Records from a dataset
..............................
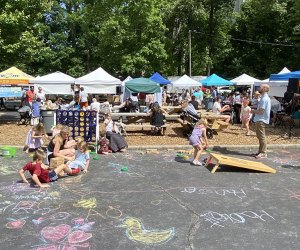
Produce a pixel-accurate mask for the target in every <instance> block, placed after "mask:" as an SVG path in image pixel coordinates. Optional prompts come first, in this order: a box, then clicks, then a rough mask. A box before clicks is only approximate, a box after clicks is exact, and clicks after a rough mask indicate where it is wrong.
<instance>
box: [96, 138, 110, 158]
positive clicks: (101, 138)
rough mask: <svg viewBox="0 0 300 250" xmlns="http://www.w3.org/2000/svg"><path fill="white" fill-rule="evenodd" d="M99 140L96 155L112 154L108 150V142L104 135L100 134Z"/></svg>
mask: <svg viewBox="0 0 300 250" xmlns="http://www.w3.org/2000/svg"><path fill="white" fill-rule="evenodd" d="M100 135H101V139H100V140H99V144H98V150H97V151H98V154H104V155H107V154H109V153H112V151H111V150H110V148H109V140H108V139H107V138H106V136H105V133H101V134H100Z"/></svg>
..............................
▶ YOUR TASK: Copy every line of the records above word for word, without the pictures.

▶ ANSWER TO THE EXERCISE:
Produce a pixel-accurate mask for the target in every <instance> block, placed after "mask:" as an SVG path in image pixel coordinates. Optional prompts come first, in this order: a box, then clicks, then a rough mask. A box before clicks is only approximate, a box after clicks is exact, and clicks after a rough mask indicate where it is wrong.
<instance>
box: [96, 138, 110, 158]
positive clicks: (101, 138)
rough mask: <svg viewBox="0 0 300 250" xmlns="http://www.w3.org/2000/svg"><path fill="white" fill-rule="evenodd" d="M99 140L96 155L112 154L108 150V142L104 135L100 134Z"/></svg>
mask: <svg viewBox="0 0 300 250" xmlns="http://www.w3.org/2000/svg"><path fill="white" fill-rule="evenodd" d="M100 135H101V139H100V140H99V144H98V150H97V151H98V154H104V155H107V154H109V153H112V151H111V150H110V148H109V140H108V139H107V138H106V136H105V133H101V134H100Z"/></svg>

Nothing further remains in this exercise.